__Instruction 1__.
Using the article on downtown San Francisco building heights, state whether each statement agrees with it: (a) the Transamerica Pyramid opened in 1972; (b) the rezoning process is expected to take about six months; (c) Proposition K was a 1984 measure. Answer each yes or no, quoting the deciding words of the article.

* start Selected extract *

For years, San Francisco planners have talked about loosening downtown height limits to allow towers south of Market Street that would climb past anything in the area.

This week, they'll spell out where - and how high - they want those skyscrapers to go.

Details will be made public on Wednesday when city officials present zoning proposals for sites on blocks centered on the Transbay Terminal at First and Mission streets. But officials already are indicating they see room on the skyline for several new towers that would exceed the current 550-foot height limit.

The recommendations will begin a rezoning process likely to take at least 18 months. The final result will be shaped in part by the politics of a city that has done battle over tall buildings for decades, and where many residents look at towers as view-blocking blights.

"San Francisco's sensibility isn't to embrace height for height's sake," said Dee Dee Workman, executive director of San Francisco Beautiful, a civic group active in environmental issues. "It's more about life on the ground than icons in the air."

At present, San Francisco's tallest skyscraper is the 853-foot Transamerica Pyramid. Since it opened in 1972, nothing has been built above 650 feet.
The Planning Department's study of new heights - which includes a look at shadow impacts and historic preservation issues - is driven in part by the desire to raise funds for efforts to replace the existing bus terminal with a new transit station that would serve future rail commuters as well as bus passengers from throughout the region.

By raising heights, money from property tax receipts and sale of public property could be steered toward the new terminal.

The notion of extra-tall towers also is the culmination of efforts since the 1980s to shift the focus of downtown development - taking growth pressure off neighborhoods such as Chinatown and North Beach and steering it south of Market Street.

Even without a boost, the area today is booming: There's a 645-foot residential tower under construction just east of the Transbay Terminal, and an office building near completion on the west. A pricey fish restaurant opened this month in a former auto repair shop on Minna Street, an alleyway next to the terminal. Art-themed lounges have settled along once-quiet Second Street.

"We are working in the place where the 1985 plan allowed the greatest density. The policy actually worked," said Dean Macris, a development adviser to Mayor Gavin Newsom and the planning director at the time under then-Mayor Dianne Feinstein.

Macris also served three years as planning director under Newsom. In 2006, he and other planning officials made headlines by floating the idea of a 1,000-foot tower at the Transbay site, with Transamerica Pyramid-scaled skyscrapers nearby.

Since then, even taller proposals have appeared on the horizon.
The most visible is on the Transbay block, where last fall the Transbay Joint Powers Authority awarded the Hines development firm the right to purchase land next to the station and erect what the authority called "an iconic presence that will redefine the city's skyline."

As part of its $350 million bid for the land, Hines submitted a proposal for a 1,200-foot high-rise that would be the tallest tower west of Chicago.

Without going into their specific recommendations for the area, city planners suggested last week that developers will need to tailor their wishes to the proposed zoning, rather than the other way around.

"They're trying to maximize their heights," Macris said. "Our obligation is to the skyline and the city as a whole."

Tall buildings and their perceived impacts were a constant theme during political debates in the 1970s and '80s. One example is still on the books: Proposition K, a 1984 measure that banned "any structure that will cast any shade or shadow upon any property under the jurisdiction of ... the Recreation and Park Commission."

* end Selected extract *
* start Dataset records *

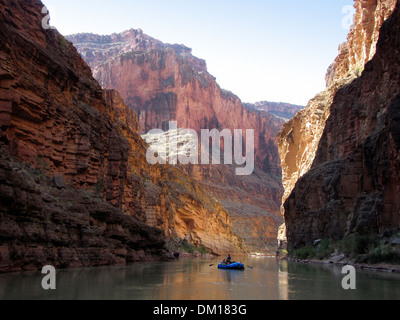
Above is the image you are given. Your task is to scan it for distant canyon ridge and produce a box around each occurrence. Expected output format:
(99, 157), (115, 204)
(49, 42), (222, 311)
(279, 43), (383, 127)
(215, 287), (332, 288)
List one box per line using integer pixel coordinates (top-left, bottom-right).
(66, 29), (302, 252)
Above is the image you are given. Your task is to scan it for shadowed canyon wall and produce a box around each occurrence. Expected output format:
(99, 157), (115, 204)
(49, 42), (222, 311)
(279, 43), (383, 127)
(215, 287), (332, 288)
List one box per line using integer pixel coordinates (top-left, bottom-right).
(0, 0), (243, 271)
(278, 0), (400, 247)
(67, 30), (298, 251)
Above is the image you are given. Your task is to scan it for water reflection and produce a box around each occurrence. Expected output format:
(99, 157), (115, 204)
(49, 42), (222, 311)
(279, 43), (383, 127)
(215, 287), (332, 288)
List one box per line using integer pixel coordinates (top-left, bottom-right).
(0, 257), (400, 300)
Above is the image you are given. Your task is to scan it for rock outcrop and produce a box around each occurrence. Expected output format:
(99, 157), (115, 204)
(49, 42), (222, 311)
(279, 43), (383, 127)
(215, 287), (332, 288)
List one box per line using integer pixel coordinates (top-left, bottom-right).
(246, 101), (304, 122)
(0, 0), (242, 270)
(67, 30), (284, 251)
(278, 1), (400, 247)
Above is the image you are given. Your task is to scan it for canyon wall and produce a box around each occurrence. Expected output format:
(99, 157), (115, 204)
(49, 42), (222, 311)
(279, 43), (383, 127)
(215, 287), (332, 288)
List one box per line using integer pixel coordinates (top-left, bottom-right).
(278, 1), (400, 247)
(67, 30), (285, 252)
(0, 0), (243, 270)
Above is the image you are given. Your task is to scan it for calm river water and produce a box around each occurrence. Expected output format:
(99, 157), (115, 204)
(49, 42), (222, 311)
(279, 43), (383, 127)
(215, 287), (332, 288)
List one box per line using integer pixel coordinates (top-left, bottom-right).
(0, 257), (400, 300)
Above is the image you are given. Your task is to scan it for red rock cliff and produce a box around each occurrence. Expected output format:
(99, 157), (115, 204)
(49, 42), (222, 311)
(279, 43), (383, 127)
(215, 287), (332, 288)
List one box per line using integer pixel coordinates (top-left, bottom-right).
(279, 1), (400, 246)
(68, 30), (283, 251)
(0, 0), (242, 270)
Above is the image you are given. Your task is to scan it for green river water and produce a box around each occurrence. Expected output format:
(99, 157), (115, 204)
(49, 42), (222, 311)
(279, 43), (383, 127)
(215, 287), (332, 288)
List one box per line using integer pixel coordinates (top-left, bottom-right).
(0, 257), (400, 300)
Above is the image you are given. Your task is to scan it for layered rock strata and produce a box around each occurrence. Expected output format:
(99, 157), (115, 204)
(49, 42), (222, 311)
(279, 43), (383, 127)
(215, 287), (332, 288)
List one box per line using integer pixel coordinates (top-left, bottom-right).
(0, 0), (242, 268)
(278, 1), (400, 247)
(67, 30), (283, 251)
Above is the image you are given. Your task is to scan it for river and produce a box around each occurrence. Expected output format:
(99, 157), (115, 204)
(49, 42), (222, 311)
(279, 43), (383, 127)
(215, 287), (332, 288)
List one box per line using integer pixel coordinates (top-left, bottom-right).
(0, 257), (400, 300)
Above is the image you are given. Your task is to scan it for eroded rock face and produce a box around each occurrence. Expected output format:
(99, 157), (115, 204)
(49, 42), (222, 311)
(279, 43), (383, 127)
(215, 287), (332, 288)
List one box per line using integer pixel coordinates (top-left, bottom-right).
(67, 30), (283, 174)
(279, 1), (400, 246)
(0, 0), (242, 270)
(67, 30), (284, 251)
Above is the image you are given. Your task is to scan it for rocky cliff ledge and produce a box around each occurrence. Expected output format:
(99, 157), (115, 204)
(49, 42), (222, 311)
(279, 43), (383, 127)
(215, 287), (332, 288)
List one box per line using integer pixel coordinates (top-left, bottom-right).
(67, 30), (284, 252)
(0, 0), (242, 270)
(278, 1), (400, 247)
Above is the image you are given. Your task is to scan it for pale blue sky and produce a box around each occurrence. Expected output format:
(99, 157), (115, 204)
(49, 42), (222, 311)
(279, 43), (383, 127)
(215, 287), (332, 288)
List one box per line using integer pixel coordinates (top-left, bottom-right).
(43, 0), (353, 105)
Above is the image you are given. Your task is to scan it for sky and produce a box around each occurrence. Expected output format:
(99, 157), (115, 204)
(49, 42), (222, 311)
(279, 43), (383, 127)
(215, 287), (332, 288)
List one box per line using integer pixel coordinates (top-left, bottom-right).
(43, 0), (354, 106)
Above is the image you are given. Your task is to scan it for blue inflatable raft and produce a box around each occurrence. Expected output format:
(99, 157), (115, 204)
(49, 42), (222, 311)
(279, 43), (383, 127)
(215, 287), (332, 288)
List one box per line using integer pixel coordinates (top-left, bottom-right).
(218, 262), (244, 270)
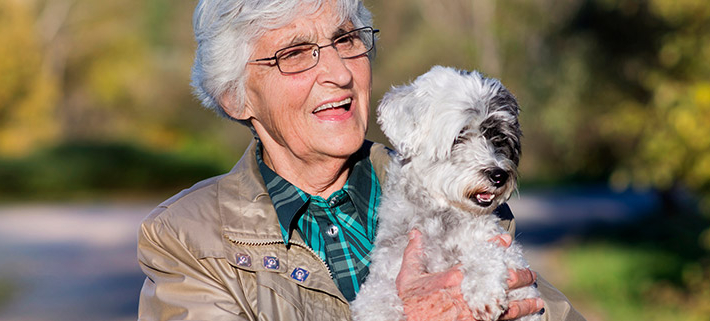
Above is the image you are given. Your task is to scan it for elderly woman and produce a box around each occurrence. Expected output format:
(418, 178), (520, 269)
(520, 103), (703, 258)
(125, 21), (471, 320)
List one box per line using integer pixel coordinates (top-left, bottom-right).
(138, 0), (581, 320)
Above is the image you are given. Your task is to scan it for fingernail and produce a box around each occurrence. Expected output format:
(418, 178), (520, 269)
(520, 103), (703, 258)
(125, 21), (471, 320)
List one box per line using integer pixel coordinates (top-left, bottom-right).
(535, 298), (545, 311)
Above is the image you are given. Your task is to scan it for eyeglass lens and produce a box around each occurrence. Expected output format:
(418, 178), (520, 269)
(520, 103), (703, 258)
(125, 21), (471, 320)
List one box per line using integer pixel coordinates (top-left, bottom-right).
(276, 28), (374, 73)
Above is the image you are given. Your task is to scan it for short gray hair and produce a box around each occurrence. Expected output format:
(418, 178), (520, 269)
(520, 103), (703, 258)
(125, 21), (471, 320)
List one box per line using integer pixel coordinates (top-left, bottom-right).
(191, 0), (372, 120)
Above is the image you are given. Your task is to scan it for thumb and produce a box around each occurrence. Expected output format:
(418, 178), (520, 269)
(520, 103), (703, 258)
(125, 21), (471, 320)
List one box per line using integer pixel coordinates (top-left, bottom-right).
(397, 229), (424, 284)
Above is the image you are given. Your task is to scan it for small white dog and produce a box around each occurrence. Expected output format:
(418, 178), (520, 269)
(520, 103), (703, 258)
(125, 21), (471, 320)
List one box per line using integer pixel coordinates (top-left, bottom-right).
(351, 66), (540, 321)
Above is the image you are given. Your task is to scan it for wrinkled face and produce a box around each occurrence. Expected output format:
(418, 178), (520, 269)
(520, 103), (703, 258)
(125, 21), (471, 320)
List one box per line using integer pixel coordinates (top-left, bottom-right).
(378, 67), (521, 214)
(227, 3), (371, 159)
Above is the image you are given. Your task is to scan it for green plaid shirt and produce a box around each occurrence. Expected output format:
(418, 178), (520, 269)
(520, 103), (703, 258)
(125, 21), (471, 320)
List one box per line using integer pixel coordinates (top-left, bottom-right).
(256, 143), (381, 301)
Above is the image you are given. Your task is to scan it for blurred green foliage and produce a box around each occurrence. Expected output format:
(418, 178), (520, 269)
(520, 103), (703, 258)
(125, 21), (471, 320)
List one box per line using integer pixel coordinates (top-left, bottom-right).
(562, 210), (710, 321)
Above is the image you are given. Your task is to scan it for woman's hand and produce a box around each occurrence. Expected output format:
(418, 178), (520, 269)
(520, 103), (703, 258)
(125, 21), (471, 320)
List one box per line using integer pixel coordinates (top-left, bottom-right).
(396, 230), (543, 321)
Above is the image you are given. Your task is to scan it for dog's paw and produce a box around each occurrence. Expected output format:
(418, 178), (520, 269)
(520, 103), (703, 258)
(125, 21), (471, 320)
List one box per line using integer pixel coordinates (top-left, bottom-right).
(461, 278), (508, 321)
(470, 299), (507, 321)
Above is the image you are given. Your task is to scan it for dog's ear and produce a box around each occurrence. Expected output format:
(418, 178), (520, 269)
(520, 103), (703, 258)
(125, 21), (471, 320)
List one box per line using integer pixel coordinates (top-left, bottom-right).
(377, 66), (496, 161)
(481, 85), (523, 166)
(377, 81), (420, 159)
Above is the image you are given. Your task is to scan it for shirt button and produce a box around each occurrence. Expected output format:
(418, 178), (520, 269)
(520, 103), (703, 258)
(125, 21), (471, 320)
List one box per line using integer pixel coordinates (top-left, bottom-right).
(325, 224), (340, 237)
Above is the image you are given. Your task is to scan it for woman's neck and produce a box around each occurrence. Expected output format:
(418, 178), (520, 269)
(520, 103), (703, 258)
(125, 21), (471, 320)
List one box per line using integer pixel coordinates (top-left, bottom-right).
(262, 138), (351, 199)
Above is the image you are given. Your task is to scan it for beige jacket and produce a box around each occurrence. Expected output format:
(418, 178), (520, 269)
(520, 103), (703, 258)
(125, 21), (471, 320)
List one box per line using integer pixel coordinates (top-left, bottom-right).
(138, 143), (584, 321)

* end Dataset records *

__Instruction 2__.
Render as a numbered list the lines of the listing between the line holding "it for rocky" and the line holding "(43, 0), (354, 106)", inclusive, leaving out any blank lines.

__Complete output 1__.
(a) Yes: "Since it opened in 1972"
(b) No: "likely to take at least 18 months"
(c) Yes: "Proposition K, a 1984 measure"

__Complete output 2__.
1. Above is the image you are given. Your task is to scan it for rocky cliff ledge and produce a box around each occurrence. Expected output format:
2. (99, 157), (115, 204)
3. (49, 42), (222, 311)
4. (279, 43), (383, 127)
5. (215, 287), (332, 288)
6. List one box per line using integer pixel coordinates (top-left, bottom-right).
7. (67, 30), (284, 252)
8. (0, 0), (242, 270)
9. (278, 1), (400, 247)
10. Above is the image you are given. Your task is to scan it for pale blue sky and produce a box around each occurrence. Expected output format:
11. (99, 157), (115, 204)
12. (49, 42), (222, 311)
13. (279, 43), (383, 127)
14. (215, 287), (332, 288)
15. List one box per line using integer pixel coordinates (top-left, bottom-right).
16. (43, 0), (353, 105)
17. Above is the image you are given. Your task is to scan it for sky and produce a box around each occurrence. Expected output format:
18. (99, 157), (115, 204)
19. (49, 42), (222, 311)
20. (279, 43), (383, 127)
21. (215, 287), (332, 288)
22. List one box per line using integer pixel coordinates (top-left, bottom-right).
23. (43, 0), (354, 106)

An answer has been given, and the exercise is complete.